'''

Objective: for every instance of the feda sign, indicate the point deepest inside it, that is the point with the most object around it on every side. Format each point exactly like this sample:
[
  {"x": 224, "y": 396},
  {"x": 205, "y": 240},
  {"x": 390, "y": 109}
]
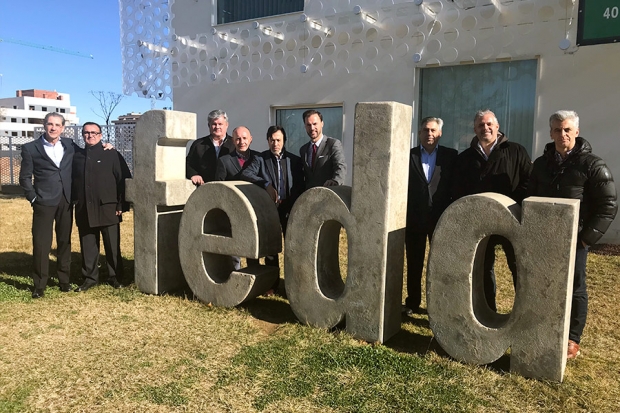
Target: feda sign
[{"x": 175, "y": 244}]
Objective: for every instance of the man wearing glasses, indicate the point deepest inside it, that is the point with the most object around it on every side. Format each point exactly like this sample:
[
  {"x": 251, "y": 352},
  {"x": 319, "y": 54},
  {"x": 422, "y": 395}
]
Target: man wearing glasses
[
  {"x": 99, "y": 196},
  {"x": 45, "y": 175}
]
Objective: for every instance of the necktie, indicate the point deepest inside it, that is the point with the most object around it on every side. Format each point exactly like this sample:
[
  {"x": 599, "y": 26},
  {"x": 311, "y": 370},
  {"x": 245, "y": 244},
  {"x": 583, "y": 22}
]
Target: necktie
[{"x": 313, "y": 154}]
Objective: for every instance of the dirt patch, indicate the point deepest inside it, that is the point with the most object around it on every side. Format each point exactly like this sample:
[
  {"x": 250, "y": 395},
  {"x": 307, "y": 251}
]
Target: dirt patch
[
  {"x": 265, "y": 326},
  {"x": 606, "y": 249}
]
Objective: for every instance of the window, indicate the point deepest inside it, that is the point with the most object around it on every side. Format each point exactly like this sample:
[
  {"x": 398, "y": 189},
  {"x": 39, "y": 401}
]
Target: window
[
  {"x": 455, "y": 93},
  {"x": 236, "y": 10},
  {"x": 292, "y": 121}
]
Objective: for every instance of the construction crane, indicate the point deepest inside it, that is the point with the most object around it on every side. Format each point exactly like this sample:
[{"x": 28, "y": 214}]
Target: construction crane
[{"x": 50, "y": 48}]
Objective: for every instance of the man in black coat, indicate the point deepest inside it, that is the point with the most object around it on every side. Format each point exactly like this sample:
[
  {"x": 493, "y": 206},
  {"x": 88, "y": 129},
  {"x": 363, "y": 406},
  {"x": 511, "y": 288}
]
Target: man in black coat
[
  {"x": 323, "y": 157},
  {"x": 99, "y": 194},
  {"x": 492, "y": 164},
  {"x": 569, "y": 169},
  {"x": 48, "y": 161},
  {"x": 430, "y": 174},
  {"x": 230, "y": 167},
  {"x": 281, "y": 174},
  {"x": 201, "y": 161}
]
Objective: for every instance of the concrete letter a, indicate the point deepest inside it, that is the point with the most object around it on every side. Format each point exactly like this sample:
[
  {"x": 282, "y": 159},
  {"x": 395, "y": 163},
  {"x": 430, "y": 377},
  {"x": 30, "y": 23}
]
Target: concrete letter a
[{"x": 544, "y": 237}]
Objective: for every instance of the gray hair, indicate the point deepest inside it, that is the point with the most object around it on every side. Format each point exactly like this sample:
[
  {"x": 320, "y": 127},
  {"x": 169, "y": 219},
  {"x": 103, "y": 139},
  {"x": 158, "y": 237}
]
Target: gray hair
[
  {"x": 562, "y": 115},
  {"x": 428, "y": 119},
  {"x": 484, "y": 112},
  {"x": 53, "y": 115},
  {"x": 215, "y": 114}
]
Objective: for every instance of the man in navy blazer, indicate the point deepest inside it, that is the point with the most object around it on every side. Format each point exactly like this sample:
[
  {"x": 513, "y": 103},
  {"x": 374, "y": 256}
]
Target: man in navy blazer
[
  {"x": 430, "y": 174},
  {"x": 323, "y": 157},
  {"x": 48, "y": 160},
  {"x": 281, "y": 174}
]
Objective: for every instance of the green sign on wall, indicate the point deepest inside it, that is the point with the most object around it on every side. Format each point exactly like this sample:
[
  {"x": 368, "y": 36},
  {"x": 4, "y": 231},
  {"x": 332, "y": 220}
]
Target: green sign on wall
[{"x": 599, "y": 22}]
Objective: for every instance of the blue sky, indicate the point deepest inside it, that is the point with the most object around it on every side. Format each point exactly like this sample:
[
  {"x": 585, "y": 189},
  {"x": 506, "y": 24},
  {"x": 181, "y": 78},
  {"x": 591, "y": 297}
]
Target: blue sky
[{"x": 85, "y": 26}]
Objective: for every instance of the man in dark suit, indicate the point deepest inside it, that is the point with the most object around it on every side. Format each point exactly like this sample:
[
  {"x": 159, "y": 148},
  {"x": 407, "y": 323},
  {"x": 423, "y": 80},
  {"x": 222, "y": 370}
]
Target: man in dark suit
[
  {"x": 323, "y": 157},
  {"x": 201, "y": 161},
  {"x": 48, "y": 160},
  {"x": 492, "y": 163},
  {"x": 231, "y": 166},
  {"x": 98, "y": 193},
  {"x": 430, "y": 173},
  {"x": 281, "y": 174}
]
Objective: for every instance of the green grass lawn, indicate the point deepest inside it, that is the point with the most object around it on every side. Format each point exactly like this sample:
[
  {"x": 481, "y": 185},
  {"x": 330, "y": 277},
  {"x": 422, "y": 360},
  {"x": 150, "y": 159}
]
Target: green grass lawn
[{"x": 112, "y": 350}]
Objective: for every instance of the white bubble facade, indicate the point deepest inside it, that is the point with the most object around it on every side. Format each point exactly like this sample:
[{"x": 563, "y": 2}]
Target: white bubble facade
[{"x": 330, "y": 36}]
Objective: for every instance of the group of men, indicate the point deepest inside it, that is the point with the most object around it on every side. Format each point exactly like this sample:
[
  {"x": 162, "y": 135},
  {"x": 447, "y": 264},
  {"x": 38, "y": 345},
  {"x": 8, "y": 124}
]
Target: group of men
[
  {"x": 284, "y": 175},
  {"x": 58, "y": 176},
  {"x": 492, "y": 163}
]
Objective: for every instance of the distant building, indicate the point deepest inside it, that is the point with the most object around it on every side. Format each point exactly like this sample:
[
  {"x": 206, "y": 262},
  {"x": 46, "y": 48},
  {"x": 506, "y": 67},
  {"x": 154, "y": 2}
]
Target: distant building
[
  {"x": 128, "y": 119},
  {"x": 19, "y": 116}
]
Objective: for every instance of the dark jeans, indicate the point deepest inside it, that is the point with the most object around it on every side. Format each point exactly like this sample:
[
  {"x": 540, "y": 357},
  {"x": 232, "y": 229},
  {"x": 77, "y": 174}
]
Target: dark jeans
[
  {"x": 579, "y": 307},
  {"x": 415, "y": 242},
  {"x": 89, "y": 246},
  {"x": 490, "y": 286}
]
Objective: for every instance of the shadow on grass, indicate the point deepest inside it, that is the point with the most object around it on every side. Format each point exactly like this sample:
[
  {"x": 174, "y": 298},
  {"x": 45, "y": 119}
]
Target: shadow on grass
[
  {"x": 19, "y": 264},
  {"x": 413, "y": 343},
  {"x": 270, "y": 310}
]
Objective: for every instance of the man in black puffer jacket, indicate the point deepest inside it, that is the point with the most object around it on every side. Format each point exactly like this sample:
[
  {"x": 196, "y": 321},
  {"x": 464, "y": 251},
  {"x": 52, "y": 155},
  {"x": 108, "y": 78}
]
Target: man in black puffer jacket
[
  {"x": 492, "y": 164},
  {"x": 569, "y": 169}
]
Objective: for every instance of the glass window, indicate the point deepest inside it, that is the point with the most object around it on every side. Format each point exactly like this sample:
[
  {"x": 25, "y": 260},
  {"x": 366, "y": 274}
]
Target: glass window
[
  {"x": 456, "y": 93},
  {"x": 292, "y": 121},
  {"x": 236, "y": 10}
]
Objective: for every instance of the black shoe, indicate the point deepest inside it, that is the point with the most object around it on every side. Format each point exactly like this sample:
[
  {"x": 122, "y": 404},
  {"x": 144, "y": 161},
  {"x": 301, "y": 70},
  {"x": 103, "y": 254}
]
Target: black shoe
[
  {"x": 83, "y": 287},
  {"x": 114, "y": 283},
  {"x": 410, "y": 311}
]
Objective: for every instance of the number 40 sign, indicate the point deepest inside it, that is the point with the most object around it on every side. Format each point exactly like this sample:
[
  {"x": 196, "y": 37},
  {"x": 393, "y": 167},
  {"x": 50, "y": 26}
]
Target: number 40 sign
[{"x": 598, "y": 22}]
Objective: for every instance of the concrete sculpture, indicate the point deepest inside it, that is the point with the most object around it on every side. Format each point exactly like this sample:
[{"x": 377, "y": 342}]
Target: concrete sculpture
[
  {"x": 158, "y": 192},
  {"x": 237, "y": 218},
  {"x": 373, "y": 213},
  {"x": 222, "y": 219},
  {"x": 543, "y": 234}
]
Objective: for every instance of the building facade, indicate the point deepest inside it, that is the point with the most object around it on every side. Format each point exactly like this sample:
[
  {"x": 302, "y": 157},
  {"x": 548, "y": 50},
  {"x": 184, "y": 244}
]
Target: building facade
[
  {"x": 20, "y": 115},
  {"x": 264, "y": 64}
]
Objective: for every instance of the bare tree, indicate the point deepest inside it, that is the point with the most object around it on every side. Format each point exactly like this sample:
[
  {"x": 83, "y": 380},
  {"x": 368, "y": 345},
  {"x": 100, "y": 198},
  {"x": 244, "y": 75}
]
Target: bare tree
[{"x": 108, "y": 101}]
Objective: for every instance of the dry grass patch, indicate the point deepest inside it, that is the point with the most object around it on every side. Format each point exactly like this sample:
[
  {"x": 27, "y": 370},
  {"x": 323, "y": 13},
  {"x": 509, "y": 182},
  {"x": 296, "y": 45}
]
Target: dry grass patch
[{"x": 121, "y": 350}]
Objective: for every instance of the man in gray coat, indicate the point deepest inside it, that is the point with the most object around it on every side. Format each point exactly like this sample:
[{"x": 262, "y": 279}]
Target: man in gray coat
[{"x": 45, "y": 175}]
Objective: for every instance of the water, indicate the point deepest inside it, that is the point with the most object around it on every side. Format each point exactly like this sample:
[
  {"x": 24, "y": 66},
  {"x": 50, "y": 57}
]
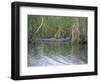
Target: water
[{"x": 56, "y": 53}]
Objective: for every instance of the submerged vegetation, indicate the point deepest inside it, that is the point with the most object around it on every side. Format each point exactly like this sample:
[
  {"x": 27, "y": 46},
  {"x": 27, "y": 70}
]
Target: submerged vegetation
[{"x": 57, "y": 27}]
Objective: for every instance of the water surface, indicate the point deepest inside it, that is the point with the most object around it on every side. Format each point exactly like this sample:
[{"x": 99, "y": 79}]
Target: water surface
[{"x": 56, "y": 53}]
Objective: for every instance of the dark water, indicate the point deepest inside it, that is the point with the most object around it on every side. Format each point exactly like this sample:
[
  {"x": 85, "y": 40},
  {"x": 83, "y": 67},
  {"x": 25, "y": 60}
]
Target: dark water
[{"x": 56, "y": 53}]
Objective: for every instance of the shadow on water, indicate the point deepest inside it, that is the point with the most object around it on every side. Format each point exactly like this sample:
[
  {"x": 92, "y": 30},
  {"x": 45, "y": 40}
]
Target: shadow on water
[{"x": 56, "y": 53}]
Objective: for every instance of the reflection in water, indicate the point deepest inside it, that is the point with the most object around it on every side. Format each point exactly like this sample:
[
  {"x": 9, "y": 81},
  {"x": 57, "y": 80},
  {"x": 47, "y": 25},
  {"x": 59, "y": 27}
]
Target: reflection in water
[{"x": 56, "y": 53}]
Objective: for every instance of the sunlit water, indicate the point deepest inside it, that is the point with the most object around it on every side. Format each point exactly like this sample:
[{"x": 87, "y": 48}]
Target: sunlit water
[{"x": 56, "y": 53}]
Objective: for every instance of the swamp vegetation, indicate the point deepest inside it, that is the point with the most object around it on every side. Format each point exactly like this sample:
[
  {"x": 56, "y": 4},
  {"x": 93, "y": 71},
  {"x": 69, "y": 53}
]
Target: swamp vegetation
[{"x": 57, "y": 40}]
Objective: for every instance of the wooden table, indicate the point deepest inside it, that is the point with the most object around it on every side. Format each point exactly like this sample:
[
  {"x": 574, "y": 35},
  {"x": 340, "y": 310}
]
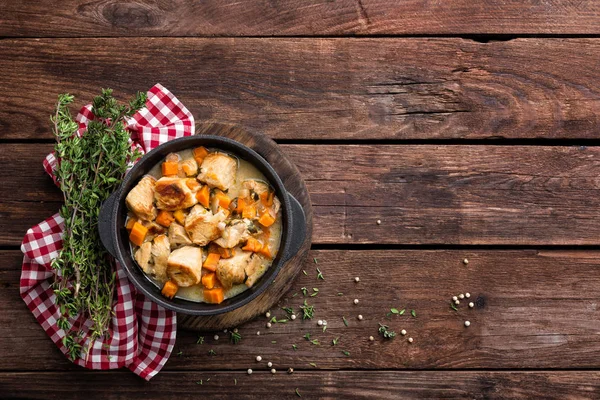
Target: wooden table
[{"x": 470, "y": 129}]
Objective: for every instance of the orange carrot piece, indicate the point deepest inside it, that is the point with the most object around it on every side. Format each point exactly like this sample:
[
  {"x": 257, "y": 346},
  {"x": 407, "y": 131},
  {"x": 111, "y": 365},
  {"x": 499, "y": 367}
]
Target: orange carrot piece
[
  {"x": 199, "y": 154},
  {"x": 266, "y": 219},
  {"x": 265, "y": 252},
  {"x": 209, "y": 280},
  {"x": 203, "y": 196},
  {"x": 225, "y": 211},
  {"x": 187, "y": 169},
  {"x": 170, "y": 289},
  {"x": 240, "y": 204},
  {"x": 249, "y": 212},
  {"x": 222, "y": 199},
  {"x": 179, "y": 216},
  {"x": 214, "y": 296},
  {"x": 213, "y": 248},
  {"x": 138, "y": 234},
  {"x": 252, "y": 245},
  {"x": 165, "y": 218},
  {"x": 130, "y": 222},
  {"x": 211, "y": 261},
  {"x": 170, "y": 168},
  {"x": 192, "y": 183},
  {"x": 267, "y": 198},
  {"x": 226, "y": 253}
]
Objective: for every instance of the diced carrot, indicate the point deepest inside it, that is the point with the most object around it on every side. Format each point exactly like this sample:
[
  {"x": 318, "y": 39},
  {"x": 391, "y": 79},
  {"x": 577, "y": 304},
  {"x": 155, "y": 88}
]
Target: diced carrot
[
  {"x": 199, "y": 154},
  {"x": 192, "y": 183},
  {"x": 203, "y": 196},
  {"x": 188, "y": 170},
  {"x": 226, "y": 253},
  {"x": 209, "y": 280},
  {"x": 249, "y": 212},
  {"x": 265, "y": 251},
  {"x": 165, "y": 218},
  {"x": 213, "y": 248},
  {"x": 211, "y": 261},
  {"x": 214, "y": 296},
  {"x": 170, "y": 168},
  {"x": 225, "y": 211},
  {"x": 130, "y": 222},
  {"x": 179, "y": 216},
  {"x": 266, "y": 219},
  {"x": 267, "y": 198},
  {"x": 170, "y": 289},
  {"x": 138, "y": 234},
  {"x": 240, "y": 204},
  {"x": 222, "y": 199},
  {"x": 252, "y": 245}
]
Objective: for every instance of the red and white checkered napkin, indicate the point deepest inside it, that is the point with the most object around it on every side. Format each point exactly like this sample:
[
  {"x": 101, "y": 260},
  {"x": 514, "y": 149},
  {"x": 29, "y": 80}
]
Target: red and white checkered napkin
[{"x": 142, "y": 333}]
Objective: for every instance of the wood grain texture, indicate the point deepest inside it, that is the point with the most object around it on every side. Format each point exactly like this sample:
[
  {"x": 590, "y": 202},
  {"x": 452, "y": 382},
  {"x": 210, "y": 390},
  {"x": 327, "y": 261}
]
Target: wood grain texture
[
  {"x": 410, "y": 88},
  {"x": 423, "y": 194},
  {"x": 292, "y": 17},
  {"x": 310, "y": 385},
  {"x": 292, "y": 180},
  {"x": 534, "y": 309}
]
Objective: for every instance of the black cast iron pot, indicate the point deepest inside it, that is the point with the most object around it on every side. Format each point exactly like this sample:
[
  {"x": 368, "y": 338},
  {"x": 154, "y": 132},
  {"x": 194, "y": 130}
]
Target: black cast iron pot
[{"x": 115, "y": 238}]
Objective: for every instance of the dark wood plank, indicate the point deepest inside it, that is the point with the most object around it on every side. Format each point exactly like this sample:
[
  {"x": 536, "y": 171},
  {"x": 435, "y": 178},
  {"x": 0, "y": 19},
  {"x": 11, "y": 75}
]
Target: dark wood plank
[
  {"x": 535, "y": 309},
  {"x": 310, "y": 385},
  {"x": 423, "y": 194},
  {"x": 292, "y": 17},
  {"x": 415, "y": 88}
]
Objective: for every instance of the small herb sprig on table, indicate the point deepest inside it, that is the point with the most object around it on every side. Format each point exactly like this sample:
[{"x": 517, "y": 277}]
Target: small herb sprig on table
[{"x": 90, "y": 167}]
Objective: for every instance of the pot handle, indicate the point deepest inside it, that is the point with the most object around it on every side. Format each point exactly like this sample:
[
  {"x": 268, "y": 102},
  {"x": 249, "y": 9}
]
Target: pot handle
[
  {"x": 105, "y": 223},
  {"x": 298, "y": 228}
]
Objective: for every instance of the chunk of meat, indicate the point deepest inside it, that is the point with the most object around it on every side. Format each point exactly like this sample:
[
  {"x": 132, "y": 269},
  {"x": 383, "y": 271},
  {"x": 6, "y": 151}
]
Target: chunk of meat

'''

Take the line with "Objective: for every instance of the pot" and all lines after it to the last line, and reproduce them exactly.

Expected output →
Objective: for every instance of the pot handle, indicate the point deepest inside it, that is the point with the most object around it on every side. Format each point exactly like this sample:
[
  {"x": 268, "y": 102},
  {"x": 249, "y": 9}
]
Target: pot handle
[
  {"x": 105, "y": 223},
  {"x": 298, "y": 228}
]
Objective: for every instance of the chunk of meat, indicate the point deepest inside it, that is the point with the most object around it on every side. Format each point exactly like this sample:
[
  {"x": 132, "y": 269},
  {"x": 383, "y": 271},
  {"x": 6, "y": 151}
]
Target: chunk of meat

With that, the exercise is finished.